(Stored dataset items)
++++++++++
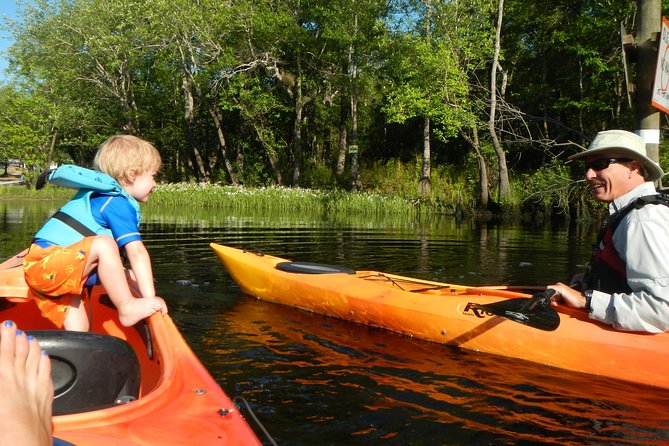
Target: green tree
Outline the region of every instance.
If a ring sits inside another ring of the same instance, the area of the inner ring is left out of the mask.
[[[408,5],[412,6],[412,5]],[[471,120],[466,106],[468,82],[457,54],[459,41],[448,33],[448,3],[425,0],[404,12],[419,20],[411,33],[396,32],[389,67],[393,71],[383,108],[389,122],[422,118],[423,143],[419,194],[431,193],[430,141],[447,141]]]
[[[519,128],[529,126],[534,140],[583,143],[604,128],[631,126],[620,25],[633,27],[633,2],[506,0],[506,5],[507,98],[525,115],[507,134],[527,140]]]
[[[138,132],[137,78],[147,72],[142,38],[129,35],[139,25],[136,2],[99,3],[37,0],[14,24],[10,49],[20,75],[59,110],[64,145],[89,152],[112,132]]]
[[[26,184],[34,184],[52,161],[55,120],[53,104],[33,91],[0,88],[0,157],[19,160]]]
[[[378,103],[376,70],[381,64],[380,45],[385,33],[381,19],[387,4],[380,0],[323,1],[311,11],[323,49],[315,60],[316,75],[325,86],[318,100],[324,107],[314,107],[314,111],[320,120],[330,120],[323,127],[327,135],[334,135],[331,141],[321,143],[336,147],[331,151],[334,174],[342,184],[357,191],[362,187],[358,165],[364,158],[368,131],[362,123]],[[347,155],[348,182],[343,178]]]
++++++++++
Problem description: Pictures are to be dropped; every line of the records is to be returned unchanged.

Result for this exercise:
Target: green tree
Outline the region of every instance.
If a ring sits inside another ring of the same instance, the area of the inner ring is left out of the mask.
[[[408,5],[412,6],[412,5]],[[471,120],[466,106],[468,82],[457,54],[459,41],[448,33],[448,3],[425,0],[404,12],[419,20],[411,33],[396,32],[389,67],[393,71],[383,108],[389,122],[422,118],[423,143],[419,194],[431,193],[430,141],[447,141]]]
[[[519,128],[529,126],[534,140],[583,143],[604,128],[631,126],[620,25],[633,27],[633,2],[506,0],[506,5],[507,98],[525,115],[507,134],[527,140]]]
[[[138,132],[137,78],[147,72],[142,38],[129,35],[139,25],[136,2],[99,3],[37,0],[14,24],[10,49],[20,75],[59,110],[64,145],[89,152],[112,132]]]
[[[26,184],[34,184],[52,161],[55,120],[53,104],[33,91],[0,88],[0,157],[19,160]]]
[[[378,103],[376,70],[381,64],[380,45],[385,33],[381,19],[387,4],[380,0],[323,1],[311,11],[323,49],[315,60],[316,75],[325,86],[318,100],[324,107],[314,107],[314,111],[320,120],[330,120],[323,127],[327,135],[334,135],[331,141],[321,143],[336,147],[331,151],[334,174],[342,184],[357,191],[362,187],[358,165],[364,158],[368,131],[362,123]],[[347,155],[348,182],[343,178]]]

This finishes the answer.